[Stored data entries]
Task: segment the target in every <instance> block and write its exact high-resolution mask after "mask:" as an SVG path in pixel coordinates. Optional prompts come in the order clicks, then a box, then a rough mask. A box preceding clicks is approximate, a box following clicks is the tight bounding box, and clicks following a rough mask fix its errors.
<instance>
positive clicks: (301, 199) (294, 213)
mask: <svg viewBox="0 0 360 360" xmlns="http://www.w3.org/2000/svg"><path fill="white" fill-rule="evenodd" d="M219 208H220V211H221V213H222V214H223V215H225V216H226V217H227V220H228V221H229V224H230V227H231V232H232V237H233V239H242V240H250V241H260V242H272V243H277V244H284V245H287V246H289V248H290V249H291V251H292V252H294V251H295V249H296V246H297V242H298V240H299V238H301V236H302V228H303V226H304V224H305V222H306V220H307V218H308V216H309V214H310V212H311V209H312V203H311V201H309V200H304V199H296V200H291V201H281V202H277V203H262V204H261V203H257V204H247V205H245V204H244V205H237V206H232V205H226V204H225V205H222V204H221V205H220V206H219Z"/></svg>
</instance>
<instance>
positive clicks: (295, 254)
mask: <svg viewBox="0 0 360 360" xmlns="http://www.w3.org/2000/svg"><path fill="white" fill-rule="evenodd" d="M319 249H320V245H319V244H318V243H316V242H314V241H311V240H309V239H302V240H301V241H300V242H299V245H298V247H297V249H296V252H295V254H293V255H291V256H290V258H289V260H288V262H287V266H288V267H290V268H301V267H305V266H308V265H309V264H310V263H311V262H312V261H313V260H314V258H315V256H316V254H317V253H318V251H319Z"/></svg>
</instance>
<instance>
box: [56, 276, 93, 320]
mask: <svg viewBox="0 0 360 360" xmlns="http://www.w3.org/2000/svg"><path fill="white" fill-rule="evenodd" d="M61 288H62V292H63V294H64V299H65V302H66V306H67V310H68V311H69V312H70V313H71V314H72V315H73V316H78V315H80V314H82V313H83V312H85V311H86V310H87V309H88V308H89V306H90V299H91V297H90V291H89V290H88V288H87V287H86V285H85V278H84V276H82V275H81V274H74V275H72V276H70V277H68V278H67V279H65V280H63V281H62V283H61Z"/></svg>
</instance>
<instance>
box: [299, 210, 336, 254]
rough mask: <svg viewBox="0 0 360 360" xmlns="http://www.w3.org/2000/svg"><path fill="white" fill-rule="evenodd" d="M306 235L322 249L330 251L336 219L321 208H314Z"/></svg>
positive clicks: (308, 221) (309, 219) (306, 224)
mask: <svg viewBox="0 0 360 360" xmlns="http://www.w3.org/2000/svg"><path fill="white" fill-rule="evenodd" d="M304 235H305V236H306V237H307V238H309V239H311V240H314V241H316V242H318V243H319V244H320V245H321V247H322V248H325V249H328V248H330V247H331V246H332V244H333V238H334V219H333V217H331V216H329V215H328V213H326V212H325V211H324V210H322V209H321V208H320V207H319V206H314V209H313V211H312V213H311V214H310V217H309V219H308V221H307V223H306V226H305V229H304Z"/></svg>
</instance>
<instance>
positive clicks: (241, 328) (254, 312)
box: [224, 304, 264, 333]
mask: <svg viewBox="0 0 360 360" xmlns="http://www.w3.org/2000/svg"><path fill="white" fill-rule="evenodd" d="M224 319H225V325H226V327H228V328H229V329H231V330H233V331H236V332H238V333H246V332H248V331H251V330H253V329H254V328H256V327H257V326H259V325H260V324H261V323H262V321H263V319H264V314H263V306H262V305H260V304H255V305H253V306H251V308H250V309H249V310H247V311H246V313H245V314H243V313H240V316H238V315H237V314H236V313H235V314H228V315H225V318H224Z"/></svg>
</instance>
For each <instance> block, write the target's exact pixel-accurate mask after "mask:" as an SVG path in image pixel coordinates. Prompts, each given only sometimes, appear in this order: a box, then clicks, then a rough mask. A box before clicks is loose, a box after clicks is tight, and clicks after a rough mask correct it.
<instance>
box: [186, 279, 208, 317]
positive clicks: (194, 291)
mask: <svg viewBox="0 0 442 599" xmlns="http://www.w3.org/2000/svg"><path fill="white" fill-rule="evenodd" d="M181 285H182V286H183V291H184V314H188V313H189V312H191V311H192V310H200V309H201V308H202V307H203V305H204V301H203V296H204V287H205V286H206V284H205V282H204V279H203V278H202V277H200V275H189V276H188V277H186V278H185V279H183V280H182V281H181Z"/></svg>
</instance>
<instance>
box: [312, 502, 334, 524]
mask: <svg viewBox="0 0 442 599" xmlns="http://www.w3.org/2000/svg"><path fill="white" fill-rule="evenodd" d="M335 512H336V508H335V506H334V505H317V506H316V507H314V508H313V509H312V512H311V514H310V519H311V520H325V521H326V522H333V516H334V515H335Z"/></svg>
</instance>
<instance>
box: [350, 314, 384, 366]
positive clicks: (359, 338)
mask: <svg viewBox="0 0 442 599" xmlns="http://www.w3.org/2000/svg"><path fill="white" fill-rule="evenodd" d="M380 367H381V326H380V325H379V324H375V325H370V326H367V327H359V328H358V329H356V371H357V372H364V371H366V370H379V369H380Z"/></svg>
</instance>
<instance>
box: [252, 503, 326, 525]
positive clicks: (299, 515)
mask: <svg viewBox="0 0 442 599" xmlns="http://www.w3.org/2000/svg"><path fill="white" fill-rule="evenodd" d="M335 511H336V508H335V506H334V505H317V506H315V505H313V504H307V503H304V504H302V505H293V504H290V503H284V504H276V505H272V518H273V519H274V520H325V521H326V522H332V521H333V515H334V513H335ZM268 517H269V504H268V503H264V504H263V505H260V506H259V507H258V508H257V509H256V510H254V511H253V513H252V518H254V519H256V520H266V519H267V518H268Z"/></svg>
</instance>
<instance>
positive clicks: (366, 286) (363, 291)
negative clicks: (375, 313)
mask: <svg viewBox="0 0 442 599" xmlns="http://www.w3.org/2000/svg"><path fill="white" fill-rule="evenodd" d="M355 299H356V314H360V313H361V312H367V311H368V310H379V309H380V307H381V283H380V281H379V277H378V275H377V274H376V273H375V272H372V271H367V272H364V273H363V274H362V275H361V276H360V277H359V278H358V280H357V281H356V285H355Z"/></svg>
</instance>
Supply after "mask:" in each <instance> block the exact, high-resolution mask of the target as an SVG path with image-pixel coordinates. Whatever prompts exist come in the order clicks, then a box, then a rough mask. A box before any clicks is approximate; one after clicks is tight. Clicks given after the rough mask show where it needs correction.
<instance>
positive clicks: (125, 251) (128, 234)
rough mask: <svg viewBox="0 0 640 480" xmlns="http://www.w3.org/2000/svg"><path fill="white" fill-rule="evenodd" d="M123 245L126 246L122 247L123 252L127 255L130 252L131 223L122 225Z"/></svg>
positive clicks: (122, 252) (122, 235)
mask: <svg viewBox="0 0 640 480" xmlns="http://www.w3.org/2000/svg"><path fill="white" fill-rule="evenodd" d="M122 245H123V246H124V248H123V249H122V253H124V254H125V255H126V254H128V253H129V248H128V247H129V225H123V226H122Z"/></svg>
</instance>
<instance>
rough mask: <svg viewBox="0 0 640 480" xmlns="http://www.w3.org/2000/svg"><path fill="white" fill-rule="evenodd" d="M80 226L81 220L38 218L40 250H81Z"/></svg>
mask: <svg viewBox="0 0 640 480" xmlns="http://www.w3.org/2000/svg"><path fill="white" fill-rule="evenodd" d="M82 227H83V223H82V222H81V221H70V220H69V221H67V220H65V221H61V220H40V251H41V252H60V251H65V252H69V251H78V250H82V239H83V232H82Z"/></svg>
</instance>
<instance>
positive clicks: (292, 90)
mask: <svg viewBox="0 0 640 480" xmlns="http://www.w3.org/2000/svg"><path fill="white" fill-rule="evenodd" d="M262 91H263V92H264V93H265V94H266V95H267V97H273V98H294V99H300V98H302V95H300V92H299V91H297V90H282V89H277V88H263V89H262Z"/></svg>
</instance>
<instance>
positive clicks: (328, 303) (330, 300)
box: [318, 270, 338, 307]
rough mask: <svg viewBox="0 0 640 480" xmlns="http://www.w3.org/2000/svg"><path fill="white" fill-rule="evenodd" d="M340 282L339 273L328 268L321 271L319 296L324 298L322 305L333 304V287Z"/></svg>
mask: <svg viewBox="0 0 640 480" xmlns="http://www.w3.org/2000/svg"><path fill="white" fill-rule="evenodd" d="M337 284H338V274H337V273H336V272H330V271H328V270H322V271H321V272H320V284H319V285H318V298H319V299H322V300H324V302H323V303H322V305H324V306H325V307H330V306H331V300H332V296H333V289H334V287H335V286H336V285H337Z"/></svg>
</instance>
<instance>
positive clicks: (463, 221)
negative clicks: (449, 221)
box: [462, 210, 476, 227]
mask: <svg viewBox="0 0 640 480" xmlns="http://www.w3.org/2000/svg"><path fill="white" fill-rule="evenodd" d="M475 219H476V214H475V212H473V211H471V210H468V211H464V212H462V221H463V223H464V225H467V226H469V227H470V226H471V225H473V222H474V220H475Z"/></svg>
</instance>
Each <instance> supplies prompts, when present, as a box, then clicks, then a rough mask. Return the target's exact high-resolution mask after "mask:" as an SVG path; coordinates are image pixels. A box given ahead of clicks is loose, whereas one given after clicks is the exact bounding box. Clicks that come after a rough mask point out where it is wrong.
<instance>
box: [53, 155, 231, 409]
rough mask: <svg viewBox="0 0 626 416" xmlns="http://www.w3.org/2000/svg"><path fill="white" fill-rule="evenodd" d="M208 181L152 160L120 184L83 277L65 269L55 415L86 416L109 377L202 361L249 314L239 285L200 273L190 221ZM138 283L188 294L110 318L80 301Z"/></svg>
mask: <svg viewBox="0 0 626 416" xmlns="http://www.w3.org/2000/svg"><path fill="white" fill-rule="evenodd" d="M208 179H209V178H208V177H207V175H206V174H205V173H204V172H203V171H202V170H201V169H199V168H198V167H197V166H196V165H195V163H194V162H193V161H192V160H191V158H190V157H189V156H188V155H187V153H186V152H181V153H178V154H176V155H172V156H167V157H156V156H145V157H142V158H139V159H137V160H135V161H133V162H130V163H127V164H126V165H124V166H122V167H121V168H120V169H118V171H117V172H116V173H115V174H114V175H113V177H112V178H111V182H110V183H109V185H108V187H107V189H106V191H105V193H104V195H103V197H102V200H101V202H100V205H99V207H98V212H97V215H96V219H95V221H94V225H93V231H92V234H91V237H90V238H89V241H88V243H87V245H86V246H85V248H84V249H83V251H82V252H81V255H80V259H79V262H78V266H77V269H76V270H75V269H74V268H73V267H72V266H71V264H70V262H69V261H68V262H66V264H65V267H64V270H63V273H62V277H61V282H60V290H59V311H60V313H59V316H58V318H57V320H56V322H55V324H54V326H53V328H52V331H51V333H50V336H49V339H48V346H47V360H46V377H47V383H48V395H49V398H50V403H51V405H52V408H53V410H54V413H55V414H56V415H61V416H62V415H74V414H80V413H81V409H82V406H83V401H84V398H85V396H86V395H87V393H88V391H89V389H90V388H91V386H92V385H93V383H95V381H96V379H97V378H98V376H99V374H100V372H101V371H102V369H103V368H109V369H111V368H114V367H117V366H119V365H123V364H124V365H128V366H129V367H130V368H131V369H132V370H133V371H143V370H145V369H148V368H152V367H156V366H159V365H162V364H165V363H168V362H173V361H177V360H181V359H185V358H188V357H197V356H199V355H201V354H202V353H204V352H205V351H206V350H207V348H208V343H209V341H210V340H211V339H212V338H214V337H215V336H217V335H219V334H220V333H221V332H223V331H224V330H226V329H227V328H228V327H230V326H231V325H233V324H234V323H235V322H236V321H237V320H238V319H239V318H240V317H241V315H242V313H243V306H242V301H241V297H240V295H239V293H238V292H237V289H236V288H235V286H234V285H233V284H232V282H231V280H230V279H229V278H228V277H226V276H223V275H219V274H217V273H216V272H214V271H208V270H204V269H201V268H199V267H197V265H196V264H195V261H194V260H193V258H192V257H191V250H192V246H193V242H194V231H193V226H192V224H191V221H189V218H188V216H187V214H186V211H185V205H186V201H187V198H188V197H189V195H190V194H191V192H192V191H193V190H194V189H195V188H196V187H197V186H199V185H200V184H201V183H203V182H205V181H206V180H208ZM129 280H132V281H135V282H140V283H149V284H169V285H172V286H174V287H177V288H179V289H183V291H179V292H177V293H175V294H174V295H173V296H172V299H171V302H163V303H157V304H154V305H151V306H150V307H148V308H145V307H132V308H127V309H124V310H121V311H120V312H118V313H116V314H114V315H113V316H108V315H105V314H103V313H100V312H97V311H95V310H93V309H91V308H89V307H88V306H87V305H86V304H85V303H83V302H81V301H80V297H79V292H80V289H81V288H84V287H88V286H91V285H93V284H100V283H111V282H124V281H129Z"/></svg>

• _Exercise_: Locate the lines above that contain "where" and copy them.

• _Task answer_:
Supply after "mask:" in each <instance> block the exact, high-resolution mask of the target as an SVG path with image-pixel coordinates. Whatever prompts exist come in the order clicks, then a box, then a rough mask. A box before any clicks is approximate; one after clicks is tight. Clicks given after the rough mask show where it needs correction.
Each <instance> supplies prompts, when present, as a box, then clicks, then a rough mask. Return the target's exact high-resolution mask after "mask:" as an SVG path; coordinates are image pixels. A box given ahead of clicks is loose, whereas one given after clicks is the exact bounding box. Clicks that come after a rough mask point out where it is wrong.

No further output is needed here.